• **GOAL**: Write out, with no changes, the lines from the one containing "Target: shirt collar" through the final line below, including both of those lines.

• **RECORDS FOR THE EXERCISE**:
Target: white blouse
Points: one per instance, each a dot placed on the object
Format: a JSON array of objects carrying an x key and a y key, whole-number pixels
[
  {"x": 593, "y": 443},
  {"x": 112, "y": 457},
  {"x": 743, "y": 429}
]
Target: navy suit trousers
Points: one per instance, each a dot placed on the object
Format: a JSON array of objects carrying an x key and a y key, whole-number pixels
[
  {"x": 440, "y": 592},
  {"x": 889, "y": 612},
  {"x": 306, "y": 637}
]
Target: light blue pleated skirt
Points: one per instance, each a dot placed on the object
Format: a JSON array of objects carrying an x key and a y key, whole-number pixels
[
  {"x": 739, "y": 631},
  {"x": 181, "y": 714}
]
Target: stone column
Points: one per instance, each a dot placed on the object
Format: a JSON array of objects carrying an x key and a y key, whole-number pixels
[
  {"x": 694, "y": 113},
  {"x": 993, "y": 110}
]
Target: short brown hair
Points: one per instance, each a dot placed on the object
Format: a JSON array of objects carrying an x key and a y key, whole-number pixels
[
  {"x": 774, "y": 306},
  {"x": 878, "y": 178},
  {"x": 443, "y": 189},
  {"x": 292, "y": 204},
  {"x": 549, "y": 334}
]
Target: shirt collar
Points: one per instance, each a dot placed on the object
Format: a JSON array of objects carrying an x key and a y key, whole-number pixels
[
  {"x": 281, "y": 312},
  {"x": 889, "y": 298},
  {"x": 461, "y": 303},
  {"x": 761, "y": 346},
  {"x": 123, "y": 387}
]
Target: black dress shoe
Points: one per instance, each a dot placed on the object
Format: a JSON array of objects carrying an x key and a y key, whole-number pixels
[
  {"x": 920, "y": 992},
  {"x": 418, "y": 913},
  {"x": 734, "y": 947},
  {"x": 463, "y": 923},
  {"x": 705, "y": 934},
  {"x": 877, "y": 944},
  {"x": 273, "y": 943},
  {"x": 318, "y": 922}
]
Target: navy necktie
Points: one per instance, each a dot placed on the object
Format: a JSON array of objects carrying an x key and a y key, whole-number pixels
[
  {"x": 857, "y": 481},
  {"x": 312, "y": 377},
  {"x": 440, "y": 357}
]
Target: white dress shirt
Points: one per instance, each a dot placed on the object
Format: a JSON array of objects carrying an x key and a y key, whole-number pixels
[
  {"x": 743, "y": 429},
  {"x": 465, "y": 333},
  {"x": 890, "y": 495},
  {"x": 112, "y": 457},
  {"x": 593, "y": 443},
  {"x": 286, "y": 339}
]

• **SOLUTION TO THIS PROBLEM**:
Target: shirt collar
Points: one per instance, each a dot placed on the object
Format: a JSON array of objects carrying an x key and a y key, whole-number pixels
[
  {"x": 281, "y": 312},
  {"x": 889, "y": 298},
  {"x": 461, "y": 303},
  {"x": 761, "y": 346},
  {"x": 123, "y": 387}
]
Target: black dress shoe
Points: one per instance, each a dot placed on the object
Format: a JSON array of objects carrying an x key and a y key, whole-number pixels
[
  {"x": 920, "y": 992},
  {"x": 418, "y": 913},
  {"x": 734, "y": 947},
  {"x": 463, "y": 923},
  {"x": 705, "y": 934},
  {"x": 877, "y": 944},
  {"x": 273, "y": 943},
  {"x": 318, "y": 922}
]
Target: navy necktie
Points: one per instance, each a dot placed on the object
Format: a JSON array of objects carrying an x key and a y key, whole-number pixels
[
  {"x": 857, "y": 481},
  {"x": 312, "y": 377},
  {"x": 440, "y": 357}
]
Target: white dress shirt
Points: one per instance, each a dot placed on the object
Format: a JSON array of objects carrying an x key and a y key, whole-number pixels
[
  {"x": 743, "y": 429},
  {"x": 465, "y": 333},
  {"x": 890, "y": 495},
  {"x": 112, "y": 457},
  {"x": 593, "y": 443},
  {"x": 286, "y": 339}
]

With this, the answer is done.